**Exercise instructions**
An exact copy of every record is needed.

**Raw records**
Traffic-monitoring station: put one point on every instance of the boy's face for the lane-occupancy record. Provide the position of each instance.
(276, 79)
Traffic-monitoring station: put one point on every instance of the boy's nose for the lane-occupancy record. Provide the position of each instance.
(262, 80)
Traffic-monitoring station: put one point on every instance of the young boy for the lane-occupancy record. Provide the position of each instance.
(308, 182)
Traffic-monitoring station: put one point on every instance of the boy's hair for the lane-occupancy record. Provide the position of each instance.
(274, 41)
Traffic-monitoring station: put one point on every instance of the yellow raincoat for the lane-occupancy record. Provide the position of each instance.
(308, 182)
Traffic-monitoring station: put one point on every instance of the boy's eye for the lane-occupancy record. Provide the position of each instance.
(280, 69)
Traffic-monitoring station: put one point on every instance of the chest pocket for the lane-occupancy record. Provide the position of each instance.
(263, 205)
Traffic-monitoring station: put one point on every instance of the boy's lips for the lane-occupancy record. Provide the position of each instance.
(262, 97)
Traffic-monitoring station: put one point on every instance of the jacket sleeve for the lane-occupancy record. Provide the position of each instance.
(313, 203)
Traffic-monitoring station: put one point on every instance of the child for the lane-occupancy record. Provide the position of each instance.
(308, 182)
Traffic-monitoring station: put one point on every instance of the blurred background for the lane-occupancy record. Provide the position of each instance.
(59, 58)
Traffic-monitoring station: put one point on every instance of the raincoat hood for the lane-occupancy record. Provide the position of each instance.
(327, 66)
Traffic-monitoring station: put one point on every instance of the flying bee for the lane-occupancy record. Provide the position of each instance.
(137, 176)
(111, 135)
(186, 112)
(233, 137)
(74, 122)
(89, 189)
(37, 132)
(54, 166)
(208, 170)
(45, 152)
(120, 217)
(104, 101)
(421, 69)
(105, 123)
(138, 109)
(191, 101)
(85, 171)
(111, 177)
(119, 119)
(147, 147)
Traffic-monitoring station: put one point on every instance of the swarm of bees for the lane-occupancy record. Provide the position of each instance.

**Solution**
Traffic-monitoring station: put one point on every instance of the boy's face for the lane-occupancy record. Provide the position of each instance.
(276, 79)
Traffic-monitoring station: put one point on every instance of the boy's nose for the lane-occupancy record. Provide the position of each instance.
(262, 80)
Traffic-monitoring station: put one point on every instance of the young boy for the lane-occupancy record. Provide the position of each instance.
(308, 182)
Traffic-monitoring station: put one point on every instance of the boy's hair for the lane-occupancy record. Provide the position of each instance.
(274, 41)
Traffic-monitoring station: put one point on every instance of the yellow raincoat for the lane-occupancy record. Provide the position of each instance.
(308, 182)
Traffic-monitoring station: put one point on every instance of the boy's eye for the lane-occupancy record. Provide the position of each instance.
(280, 69)
Traffic-monitoring station: put one point on every instance of the chest pocket for the lane-occupancy record. Provide the position of each instance.
(263, 205)
Traffic-monitoring station: put one point on every instance of the boy's lips for the lane-occupancy record. Provide the position of each instance.
(262, 97)
Traffic-monitoring station: put one point on every instance of the jacket sleeve for the lane-occupancy record. Provide the position of each instance.
(313, 203)
Traffic-monitoring station: put one point on every instance of the child for the lane-occupancy record. Provide the position of each instance.
(308, 182)
Traffic-monitoring station: put one point on every instance of the blurred background for the lane-occupancy record. Provide the position of each instance.
(59, 58)
Traffic-monitoring station: put one point on every instance of the raincoat hood for the lane-occupancy record. Provide the position of each instance.
(327, 66)
Traffic-monitoring station: put one point on every instance of the flying bee for the lane-occupancy record. Provide the position of each instance.
(137, 176)
(111, 135)
(186, 112)
(233, 137)
(74, 122)
(89, 189)
(37, 132)
(54, 166)
(208, 170)
(45, 152)
(120, 217)
(104, 101)
(421, 69)
(105, 123)
(138, 109)
(191, 101)
(85, 171)
(111, 177)
(119, 119)
(147, 147)
Traffic-monitoring station: put one point on every instance of the swarm of bees for the lane-occupancy record. Provide the position of each instance.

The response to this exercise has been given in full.